◆ WHAT THE TASK REQUIRES:
Turn every line below into a Markdown table with two columns, No. and Line, numbering each row and skipping blank lines. Leave the pictures out of the answer.

◆ DATA RECORDS:
· · ·

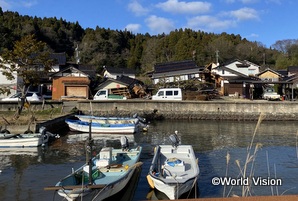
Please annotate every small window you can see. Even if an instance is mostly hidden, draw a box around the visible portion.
[166,91,173,96]
[158,91,164,96]
[97,91,106,96]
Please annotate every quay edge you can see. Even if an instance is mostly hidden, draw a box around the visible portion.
[170,195,298,201]
[77,99,298,121]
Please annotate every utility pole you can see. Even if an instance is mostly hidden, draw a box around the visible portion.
[215,50,219,66]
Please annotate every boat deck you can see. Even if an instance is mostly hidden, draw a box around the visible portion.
[160,146,198,183]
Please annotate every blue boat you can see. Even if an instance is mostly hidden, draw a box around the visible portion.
[65,119,137,134]
[45,136,142,200]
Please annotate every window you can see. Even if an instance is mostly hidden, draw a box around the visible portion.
[158,91,164,96]
[166,91,173,96]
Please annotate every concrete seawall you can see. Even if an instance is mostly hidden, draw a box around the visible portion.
[77,100,298,120]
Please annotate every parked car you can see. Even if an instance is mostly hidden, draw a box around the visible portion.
[1,92,41,102]
[262,88,280,100]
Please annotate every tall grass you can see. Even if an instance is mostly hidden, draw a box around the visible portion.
[223,113,265,197]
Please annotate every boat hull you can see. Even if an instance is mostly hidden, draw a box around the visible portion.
[75,115,139,124]
[65,120,136,134]
[0,134,49,148]
[147,145,199,200]
[150,174,197,200]
[56,147,142,200]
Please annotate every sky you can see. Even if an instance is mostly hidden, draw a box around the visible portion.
[0,0,298,48]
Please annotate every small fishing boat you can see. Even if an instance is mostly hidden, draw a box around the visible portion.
[45,136,142,200]
[75,114,145,124]
[147,133,199,200]
[65,119,137,134]
[75,114,149,131]
[0,127,59,148]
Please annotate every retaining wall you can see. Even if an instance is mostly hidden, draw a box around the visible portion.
[77,100,298,120]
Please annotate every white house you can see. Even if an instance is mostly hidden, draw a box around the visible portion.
[0,57,17,98]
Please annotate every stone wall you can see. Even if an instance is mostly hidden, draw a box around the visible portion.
[77,100,298,120]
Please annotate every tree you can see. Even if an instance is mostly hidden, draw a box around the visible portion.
[0,35,53,115]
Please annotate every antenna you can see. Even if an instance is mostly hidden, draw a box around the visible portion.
[75,44,80,64]
[215,50,219,66]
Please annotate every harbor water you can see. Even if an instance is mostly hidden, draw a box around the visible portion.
[0,120,298,201]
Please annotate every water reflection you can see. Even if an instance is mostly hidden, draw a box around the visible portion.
[0,120,298,201]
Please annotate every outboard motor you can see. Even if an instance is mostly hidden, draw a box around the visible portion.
[170,131,179,148]
[132,113,147,124]
[120,136,129,150]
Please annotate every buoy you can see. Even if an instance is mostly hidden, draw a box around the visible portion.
[147,174,154,189]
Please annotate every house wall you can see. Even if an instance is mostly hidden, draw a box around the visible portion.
[103,71,136,79]
[101,82,127,89]
[0,71,17,98]
[52,77,90,100]
[259,71,279,81]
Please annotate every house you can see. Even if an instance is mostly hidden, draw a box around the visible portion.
[50,66,90,100]
[103,66,136,79]
[96,75,146,98]
[212,59,262,98]
[0,57,17,98]
[257,68,284,82]
[148,60,204,84]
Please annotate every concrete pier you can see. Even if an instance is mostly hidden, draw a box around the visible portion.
[77,100,298,121]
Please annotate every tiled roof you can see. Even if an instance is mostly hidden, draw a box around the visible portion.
[104,66,135,75]
[154,60,198,73]
[116,75,144,86]
[288,66,298,73]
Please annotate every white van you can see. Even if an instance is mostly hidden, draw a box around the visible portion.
[152,88,182,101]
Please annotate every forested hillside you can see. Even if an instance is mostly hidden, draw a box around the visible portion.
[0,8,298,74]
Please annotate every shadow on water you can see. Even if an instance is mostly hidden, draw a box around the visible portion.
[0,120,298,201]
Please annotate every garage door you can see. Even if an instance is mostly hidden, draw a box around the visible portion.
[65,86,87,97]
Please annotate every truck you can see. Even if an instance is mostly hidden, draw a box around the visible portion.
[93,89,127,100]
[152,88,182,101]
[152,88,219,101]
[262,88,280,100]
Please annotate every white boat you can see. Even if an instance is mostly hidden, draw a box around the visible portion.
[0,127,59,148]
[65,119,137,134]
[75,115,140,124]
[147,134,200,200]
[45,136,142,200]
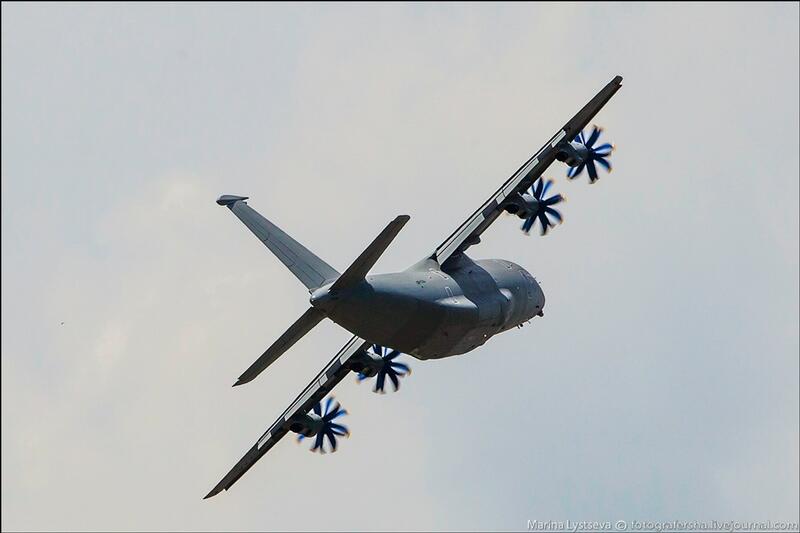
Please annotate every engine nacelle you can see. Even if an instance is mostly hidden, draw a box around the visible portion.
[349,350,384,378]
[289,413,324,437]
[503,193,540,218]
[556,141,589,167]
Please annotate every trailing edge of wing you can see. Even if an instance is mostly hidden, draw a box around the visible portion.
[204,337,369,499]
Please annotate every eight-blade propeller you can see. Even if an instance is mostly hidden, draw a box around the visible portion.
[297,396,350,453]
[358,344,411,394]
[522,177,565,235]
[567,126,614,183]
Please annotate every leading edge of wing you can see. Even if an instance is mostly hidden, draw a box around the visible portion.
[431,76,622,265]
[203,336,368,500]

· · ·

◆ CORRECT RESULT:
| No. | Line |
|---|---|
| 1 | Please annotate every small window you can see. Even if an instance is mostly hidden, draw a box around the visible portion. |
| 2 | [166,91,173,96] |
| 3 | [158,91,164,96] |
| 4 | [97,91,106,96] |
| 5 | Please annotate every quay edge you can see. Even if an instance is mostly hidden, draw a box around the visible portion. |
| 6 | [170,195,298,201] |
| 7 | [77,99,298,121] |
| 8 | Please annotate every utility pole you can see. Even if an instance is mostly hidden, draw a box around the visible portion. |
| 9 | [215,50,219,66] |
| 10 | Please annotate every boat deck you can see. Even if an instance is mostly hidden, draw a box around the visible portion. |
| 11 | [160,146,198,183] |
| 12 | Please annotate every blue boat you can see. Even if an instance is mostly hidden, draw a box around the visible portion. |
| 13 | [65,119,137,134] |
| 14 | [45,136,142,200] |
| 15 | Please annotate every window you can see. Even if an instance is mostly hidden, draw a box around the visible portion. |
| 16 | [158,91,164,96] |
| 17 | [166,91,173,96] |
| 18 | Please annotate every concrete seawall you can see. Even if an instance is mostly hidden, draw a box around the visible portion. |
| 19 | [77,100,298,120] |
| 20 | Please annotate every parked car you can see. Even if an instance is mostly hidden, draw a box around the visible portion. |
| 21 | [1,92,41,102] |
| 22 | [262,88,280,100] |
| 23 | Please annotate every tall grass you can see. Even if an instance is mostly hidden, draw a box around the visible portion. |
| 24 | [223,113,265,197] |
| 25 | Please annotate every boat hull you can see. Even if an instance is mostly hidden, draw a box around the visible portion. |
| 26 | [75,115,139,124] |
| 27 | [65,120,136,134] |
| 28 | [0,134,49,148] |
| 29 | [147,145,199,200] |
| 30 | [150,174,197,200] |
| 31 | [56,147,142,200] |
| 32 | Please annotate every sky you can see. Even if an instance is mostly hidden, draw a box around the visible portion. |
| 33 | [0,0,298,48] |
| 34 | Please annotate every small fishing boat you can see. Even if an instance is mostly hidden, draw a box around the visible portion. |
| 35 | [45,136,142,200] |
| 36 | [75,114,145,124] |
| 37 | [147,133,199,200] |
| 38 | [65,119,137,134] |
| 39 | [75,114,149,131] |
| 40 | [0,127,59,148] |
| 41 | Please annotate every retaining wall you can see. Even if an instance is mostly hidden, draw a box around the visible portion. |
| 42 | [77,100,298,120] |
| 43 | Please annotate every white house you can see. Even if an instance is mostly hidden, draw a box around the visible portion. |
| 44 | [0,57,17,98] |
| 45 | Please annotate every stone wall you can see. Even if an instance is mostly hidden, draw a box around the visible portion. |
| 46 | [77,100,298,120] |
| 47 | Please annotate every tree you can see. Even if an instance is mostly hidden, draw a box around the visible portion. |
| 48 | [0,35,53,115] |
| 49 | Please annotate every antenna you can see. Even if an instance is mostly hidden, draw a box around the visible portion. |
| 50 | [75,44,80,64] |
| 51 | [215,50,219,66] |
| 52 | Please annotate every harbor water you can see. Even if an instance is mostly hidden, draw a box around the visible portion. |
| 53 | [0,120,298,201] |
| 54 | Please annotate every water reflection you can see. Even if an instance is mostly hidden, draw a box around the visible portion. |
| 55 | [0,120,298,201] |
| 56 | Please annotate every outboard motor you can see. Even if an instance is mostly hidden, draw a box around the visible portion. |
| 57 | [170,131,179,148] |
| 58 | [132,113,147,124] |
| 59 | [120,136,129,150] |
| 60 | Please annotate every buoy you can see. Even if an instance is mostly hidden, draw a box around the visible portion. |
| 61 | [147,174,154,189] |
| 62 | Please annotate every house wall you can see. Even if an instance is mostly hidden, draw a box around the visible portion. |
| 63 | [103,71,136,79] |
| 64 | [101,82,127,89] |
| 65 | [0,71,17,98] |
| 66 | [52,77,90,100] |
| 67 | [259,71,279,81] |
| 68 | Please annotate every house you can see. Even if an instance is mostly hidden, draw a box around the visible portion. |
| 69 | [50,66,90,100] |
| 70 | [103,66,136,79] |
| 71 | [96,75,146,98] |
| 72 | [212,59,262,98] |
| 73 | [0,57,17,98] |
| 74 | [257,68,284,82] |
| 75 | [148,60,204,84] |
| 76 | Please annotate every concrete pier you can see. Even if an instance is mostly hidden, draw a box around the visible portion. |
| 77 | [77,100,298,121] |
| 78 | Please annotate every tiled roof you can see. Even if an instance is mostly hidden, draw a box around the visible portion. |
| 79 | [104,66,135,75] |
| 80 | [154,60,198,73] |
| 81 | [116,75,144,86] |
| 82 | [288,66,298,73] |
| 83 | Please annotate every white van you can see. Even if an instance is mostly hidden, draw a box around the visible portion. |
| 84 | [152,88,182,101] |
| 85 | Please annotate every forested hillside you can see. Even if an instance is mostly hidden, draw a box around the visible portion. |
| 86 | [0,8,298,74] |
| 87 | Please annotate every shadow on water you can see. Even if an instance is mostly hidden, draw a box around the visible portion. |
| 88 | [0,120,298,201] |
| 89 | Please annotate every garage door you can see. Even if an instance is mostly hidden, draw a box around the visible portion. |
| 90 | [65,86,87,97] |
| 91 | Please annotate every truck you can see. Even if an instance is mostly hidden, draw a box around the visible portion. |
| 92 | [93,89,127,100] |
| 93 | [152,88,182,101] |
| 94 | [152,88,219,101] |
| 95 | [262,88,280,100] |
| 96 | Please annotate every white boat you can see. Even if an instance is mostly hidden, draw a box around the visible portion. |
| 97 | [0,127,59,148] |
| 98 | [65,119,137,134] |
| 99 | [75,115,140,124] |
| 100 | [147,134,200,200] |
| 101 | [45,136,142,200] |
| 102 | Please annotate every engine nacelle you can see. Even if an instance is mostly hidden, draw a box around the visible portion. |
| 103 | [349,350,384,378] |
| 104 | [289,413,324,437] |
| 105 | [503,193,540,218] |
| 106 | [556,141,589,167] |
| 107 | Please annotate every trailing edge of wing you can see. Even if an instance is mostly hidden, draw a box around the visible portion. |
| 108 | [204,337,369,499] |
| 109 | Please annotate every eight-blade propeller you can see. Even if an instance is mostly hidden, draw a box around the visible portion. |
| 110 | [297,396,350,453] |
| 111 | [358,344,411,394] |
| 112 | [522,177,565,235] |
| 113 | [567,126,614,183] |
| 114 | Please annotate every leading edge of wing you can see. Even if an instance is mostly hidden, draw a box around the visible portion. |
| 115 | [431,76,622,265] |
| 116 | [203,336,368,500] |